Edit the blog post about a list for a potential partner: starting at the words "I’m a writer." and ending after "September of 2019.", write that stretch out again with "journal" changed to "notebook".

Exercise passage below:

I’m a writer. I’m going to be a published author. This blog is every bit about motivating my dreams as it is about relationships. Now, my mom helped with a little inspiration behind this blog. She suggested I write down a list of what I’m looking for in a potential partner and pray on finding someone that meets the list.
My immediate reaction is to complain. I told her I’ve tried that before and God didn’t listen. I said what I say over and over that I can’t hear God and don’t think he listens to me. I remembered while writing this blog that I found a journal a few weeks back with a list exactly like the one she suggested. I wrote it back in September of 2019.
Honestly, it’s a fairly superficial list. I’ll share the picture on my Instagram so you can see the official list but I’ll list what it says here:
“In no Particular Order…
Loves Disney
Has ambition/dreams
Is at least my height/taller
No more than 7 years older than me
No more than 3 years younger than me
Is fit/healthy
Has a job
Lives alone or has no issues with moving
Wants to travel
Loves giraffes
Has a degree or is working on getting one
Can discuss politics/religion/race without getting angry
Loves to read/wants a library in future home
Has good teeth
Doesn’t drink or smoke
Follows basic traffic/driving laws
Doesn’t need to be told to help around the house
No sex before marriage”
I share this part of myself to speak on what it’s like being single and exploring relationships. I’m literally asking for someone to simply not hate on the fact that I have a large giraffe collection and stop at stop signs. It’s not that difficult.

End of Exercise passage.
Source material below:

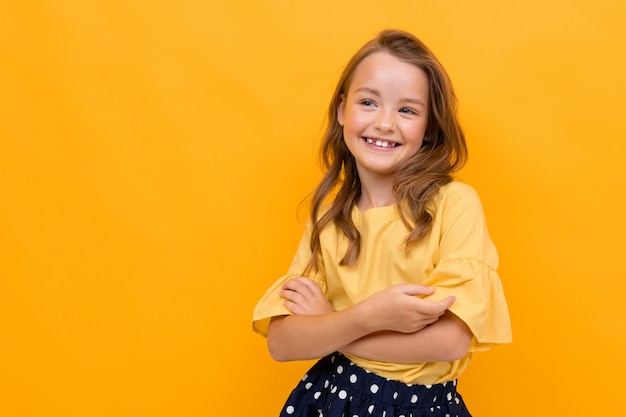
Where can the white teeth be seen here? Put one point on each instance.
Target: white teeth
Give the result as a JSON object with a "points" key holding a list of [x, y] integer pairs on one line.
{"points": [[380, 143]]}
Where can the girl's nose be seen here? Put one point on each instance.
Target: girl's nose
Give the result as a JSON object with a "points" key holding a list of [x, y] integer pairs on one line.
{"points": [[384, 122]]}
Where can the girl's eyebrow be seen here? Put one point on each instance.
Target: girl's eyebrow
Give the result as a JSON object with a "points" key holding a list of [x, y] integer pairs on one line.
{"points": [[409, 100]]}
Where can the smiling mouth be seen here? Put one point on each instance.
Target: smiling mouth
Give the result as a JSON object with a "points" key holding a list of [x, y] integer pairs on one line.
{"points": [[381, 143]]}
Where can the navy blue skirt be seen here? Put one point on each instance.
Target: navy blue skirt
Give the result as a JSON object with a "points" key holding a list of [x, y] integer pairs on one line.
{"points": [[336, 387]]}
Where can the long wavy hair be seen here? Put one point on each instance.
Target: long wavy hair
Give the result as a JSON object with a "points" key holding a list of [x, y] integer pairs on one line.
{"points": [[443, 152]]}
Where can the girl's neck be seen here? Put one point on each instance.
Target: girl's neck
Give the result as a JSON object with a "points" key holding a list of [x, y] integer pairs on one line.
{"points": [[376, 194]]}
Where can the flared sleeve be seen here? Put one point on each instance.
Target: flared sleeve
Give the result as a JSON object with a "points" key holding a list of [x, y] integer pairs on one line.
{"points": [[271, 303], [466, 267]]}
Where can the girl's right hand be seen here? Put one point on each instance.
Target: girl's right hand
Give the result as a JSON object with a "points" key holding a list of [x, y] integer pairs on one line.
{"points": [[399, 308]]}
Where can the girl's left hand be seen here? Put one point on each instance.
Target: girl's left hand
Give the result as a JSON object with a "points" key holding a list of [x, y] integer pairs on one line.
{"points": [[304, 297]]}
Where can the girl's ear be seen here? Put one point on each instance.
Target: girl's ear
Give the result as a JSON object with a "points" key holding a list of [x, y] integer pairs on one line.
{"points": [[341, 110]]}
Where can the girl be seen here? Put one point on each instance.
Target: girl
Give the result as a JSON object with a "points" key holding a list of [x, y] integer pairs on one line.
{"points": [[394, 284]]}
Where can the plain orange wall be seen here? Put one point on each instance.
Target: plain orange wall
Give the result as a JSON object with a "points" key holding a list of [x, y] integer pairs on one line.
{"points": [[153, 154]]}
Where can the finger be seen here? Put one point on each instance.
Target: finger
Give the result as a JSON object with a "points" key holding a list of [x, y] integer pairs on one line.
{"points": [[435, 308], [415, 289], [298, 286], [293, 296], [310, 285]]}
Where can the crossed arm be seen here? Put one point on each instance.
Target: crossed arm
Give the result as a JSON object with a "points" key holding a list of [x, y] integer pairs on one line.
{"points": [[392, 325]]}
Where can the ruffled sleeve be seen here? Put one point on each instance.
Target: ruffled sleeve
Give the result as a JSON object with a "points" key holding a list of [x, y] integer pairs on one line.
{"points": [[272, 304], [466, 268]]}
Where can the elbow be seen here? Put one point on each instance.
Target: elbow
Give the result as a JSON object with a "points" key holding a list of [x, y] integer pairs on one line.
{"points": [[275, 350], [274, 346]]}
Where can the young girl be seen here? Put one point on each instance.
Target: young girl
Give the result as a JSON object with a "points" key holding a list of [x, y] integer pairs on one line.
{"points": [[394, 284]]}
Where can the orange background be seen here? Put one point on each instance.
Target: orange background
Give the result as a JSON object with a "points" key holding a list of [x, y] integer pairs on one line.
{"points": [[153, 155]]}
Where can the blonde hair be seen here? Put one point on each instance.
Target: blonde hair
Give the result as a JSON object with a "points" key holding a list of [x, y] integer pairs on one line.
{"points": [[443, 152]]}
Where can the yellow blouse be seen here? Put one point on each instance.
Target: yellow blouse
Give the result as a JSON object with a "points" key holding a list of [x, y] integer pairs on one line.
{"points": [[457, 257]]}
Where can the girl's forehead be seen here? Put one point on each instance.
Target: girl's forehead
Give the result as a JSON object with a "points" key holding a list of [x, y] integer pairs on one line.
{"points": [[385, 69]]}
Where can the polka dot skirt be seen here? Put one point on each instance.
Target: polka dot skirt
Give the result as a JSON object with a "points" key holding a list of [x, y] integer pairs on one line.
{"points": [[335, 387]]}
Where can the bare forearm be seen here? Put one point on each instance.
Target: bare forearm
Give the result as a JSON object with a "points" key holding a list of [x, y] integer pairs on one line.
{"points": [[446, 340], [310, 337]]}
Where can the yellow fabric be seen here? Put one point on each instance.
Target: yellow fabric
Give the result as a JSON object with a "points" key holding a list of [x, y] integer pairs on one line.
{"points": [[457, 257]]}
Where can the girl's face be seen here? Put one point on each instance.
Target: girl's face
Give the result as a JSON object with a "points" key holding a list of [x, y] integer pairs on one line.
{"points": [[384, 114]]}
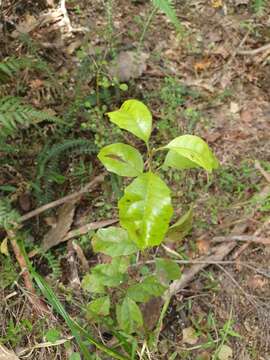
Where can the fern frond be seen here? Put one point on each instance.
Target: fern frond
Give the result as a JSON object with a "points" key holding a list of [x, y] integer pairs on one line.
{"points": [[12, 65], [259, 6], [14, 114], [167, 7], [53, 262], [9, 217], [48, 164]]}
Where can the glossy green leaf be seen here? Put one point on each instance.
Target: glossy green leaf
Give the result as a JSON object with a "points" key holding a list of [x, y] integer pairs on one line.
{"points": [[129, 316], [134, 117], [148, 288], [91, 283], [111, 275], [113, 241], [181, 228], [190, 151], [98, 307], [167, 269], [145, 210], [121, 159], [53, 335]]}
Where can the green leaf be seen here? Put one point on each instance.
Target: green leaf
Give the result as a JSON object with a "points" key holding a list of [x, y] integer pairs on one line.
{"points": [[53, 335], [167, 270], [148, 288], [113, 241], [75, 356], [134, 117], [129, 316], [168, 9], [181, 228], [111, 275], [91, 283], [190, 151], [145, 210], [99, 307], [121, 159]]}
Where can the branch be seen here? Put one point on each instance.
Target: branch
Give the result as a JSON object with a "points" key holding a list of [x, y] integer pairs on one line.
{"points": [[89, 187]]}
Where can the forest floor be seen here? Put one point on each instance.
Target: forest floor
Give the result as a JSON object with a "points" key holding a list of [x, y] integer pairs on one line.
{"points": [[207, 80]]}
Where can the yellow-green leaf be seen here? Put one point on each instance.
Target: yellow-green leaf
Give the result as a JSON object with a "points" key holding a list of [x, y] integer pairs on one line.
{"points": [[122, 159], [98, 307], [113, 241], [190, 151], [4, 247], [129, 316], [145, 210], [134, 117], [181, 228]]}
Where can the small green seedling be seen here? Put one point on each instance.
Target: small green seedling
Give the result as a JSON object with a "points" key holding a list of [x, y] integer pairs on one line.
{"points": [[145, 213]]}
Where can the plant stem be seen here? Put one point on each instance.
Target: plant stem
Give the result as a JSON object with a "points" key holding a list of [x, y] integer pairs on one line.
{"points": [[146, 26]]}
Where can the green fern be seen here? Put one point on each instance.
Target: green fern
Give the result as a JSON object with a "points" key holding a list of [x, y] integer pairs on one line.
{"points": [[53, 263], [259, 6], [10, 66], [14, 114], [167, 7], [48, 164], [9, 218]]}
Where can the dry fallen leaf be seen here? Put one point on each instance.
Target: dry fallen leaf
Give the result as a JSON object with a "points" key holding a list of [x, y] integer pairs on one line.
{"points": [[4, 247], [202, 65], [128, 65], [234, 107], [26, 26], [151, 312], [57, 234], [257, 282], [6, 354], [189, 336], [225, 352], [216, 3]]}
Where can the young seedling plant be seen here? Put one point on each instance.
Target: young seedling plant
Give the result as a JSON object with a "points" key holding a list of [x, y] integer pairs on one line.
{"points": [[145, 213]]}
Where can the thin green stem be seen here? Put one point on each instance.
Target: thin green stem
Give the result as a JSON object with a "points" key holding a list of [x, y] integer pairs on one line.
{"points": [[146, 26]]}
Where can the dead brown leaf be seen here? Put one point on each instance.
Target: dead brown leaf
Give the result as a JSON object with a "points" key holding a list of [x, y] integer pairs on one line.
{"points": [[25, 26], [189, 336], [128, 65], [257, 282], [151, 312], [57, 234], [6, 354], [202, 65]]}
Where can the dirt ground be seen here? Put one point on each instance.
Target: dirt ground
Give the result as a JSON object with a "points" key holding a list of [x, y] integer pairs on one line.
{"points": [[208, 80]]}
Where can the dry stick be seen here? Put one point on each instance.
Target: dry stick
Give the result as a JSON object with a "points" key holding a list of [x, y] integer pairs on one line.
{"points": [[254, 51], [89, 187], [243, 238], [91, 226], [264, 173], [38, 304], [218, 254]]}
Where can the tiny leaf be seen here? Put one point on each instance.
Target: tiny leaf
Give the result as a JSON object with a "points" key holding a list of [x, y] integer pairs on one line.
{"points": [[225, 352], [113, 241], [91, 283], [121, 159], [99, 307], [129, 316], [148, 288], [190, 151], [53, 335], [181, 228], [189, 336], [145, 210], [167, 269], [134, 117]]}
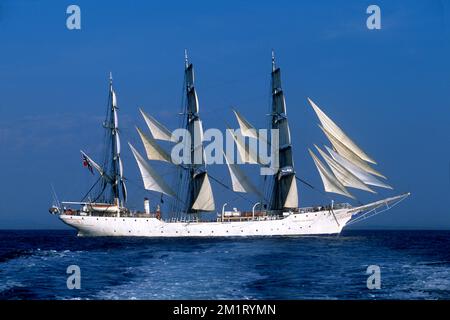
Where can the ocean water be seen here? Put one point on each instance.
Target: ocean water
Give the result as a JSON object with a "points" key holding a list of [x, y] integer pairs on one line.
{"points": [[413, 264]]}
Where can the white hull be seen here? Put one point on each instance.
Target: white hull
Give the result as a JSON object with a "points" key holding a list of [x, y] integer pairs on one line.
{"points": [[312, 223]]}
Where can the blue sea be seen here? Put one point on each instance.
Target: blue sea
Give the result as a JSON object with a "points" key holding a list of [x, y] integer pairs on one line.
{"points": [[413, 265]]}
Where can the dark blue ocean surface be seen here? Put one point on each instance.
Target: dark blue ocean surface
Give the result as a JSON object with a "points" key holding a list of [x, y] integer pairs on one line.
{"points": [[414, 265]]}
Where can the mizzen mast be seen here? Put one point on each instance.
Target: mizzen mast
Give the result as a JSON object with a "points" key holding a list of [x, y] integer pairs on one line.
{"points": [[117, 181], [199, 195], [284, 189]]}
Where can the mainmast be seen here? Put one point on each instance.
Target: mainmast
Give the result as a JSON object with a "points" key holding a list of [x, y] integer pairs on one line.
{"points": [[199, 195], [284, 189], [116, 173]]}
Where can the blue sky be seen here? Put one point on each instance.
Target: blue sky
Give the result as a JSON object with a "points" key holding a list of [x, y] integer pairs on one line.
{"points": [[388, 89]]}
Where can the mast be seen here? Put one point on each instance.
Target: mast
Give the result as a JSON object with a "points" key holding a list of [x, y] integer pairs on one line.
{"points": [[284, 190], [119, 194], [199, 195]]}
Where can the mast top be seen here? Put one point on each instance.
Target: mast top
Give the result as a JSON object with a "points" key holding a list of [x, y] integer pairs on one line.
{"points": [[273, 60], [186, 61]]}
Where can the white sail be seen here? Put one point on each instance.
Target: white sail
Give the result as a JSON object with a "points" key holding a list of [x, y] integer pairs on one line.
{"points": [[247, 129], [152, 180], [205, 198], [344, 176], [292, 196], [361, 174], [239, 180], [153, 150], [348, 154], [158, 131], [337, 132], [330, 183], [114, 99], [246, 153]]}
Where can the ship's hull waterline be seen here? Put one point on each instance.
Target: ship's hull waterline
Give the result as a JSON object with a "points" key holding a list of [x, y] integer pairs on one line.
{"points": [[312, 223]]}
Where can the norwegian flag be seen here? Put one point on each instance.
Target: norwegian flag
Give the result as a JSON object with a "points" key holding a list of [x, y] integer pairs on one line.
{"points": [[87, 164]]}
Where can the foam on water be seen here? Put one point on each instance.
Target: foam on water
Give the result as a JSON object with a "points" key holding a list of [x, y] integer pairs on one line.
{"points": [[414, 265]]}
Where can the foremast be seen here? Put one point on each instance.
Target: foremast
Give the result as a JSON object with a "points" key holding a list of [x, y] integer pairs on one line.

End of Source material.

◆ Written response ◆
I’m a writer. I’m going to be a published author. This blog is every bit about motivating my dreams as it is about relationships. Now, my mom helped with a little inspiration behind this blog. She suggested I write down a list of what I’m looking for in a potential partner and pray on finding someone that meets the list.
My immediate reaction is to complain. I told her I’ve tried that before and God didn’t listen. I said what I say over and over that I can’t hear God and don’t think he listens to me. I remembered while writing this blog that I found a notebook a few weeks back with a list exactly like the one she suggested. I wrote it back in September of 2019.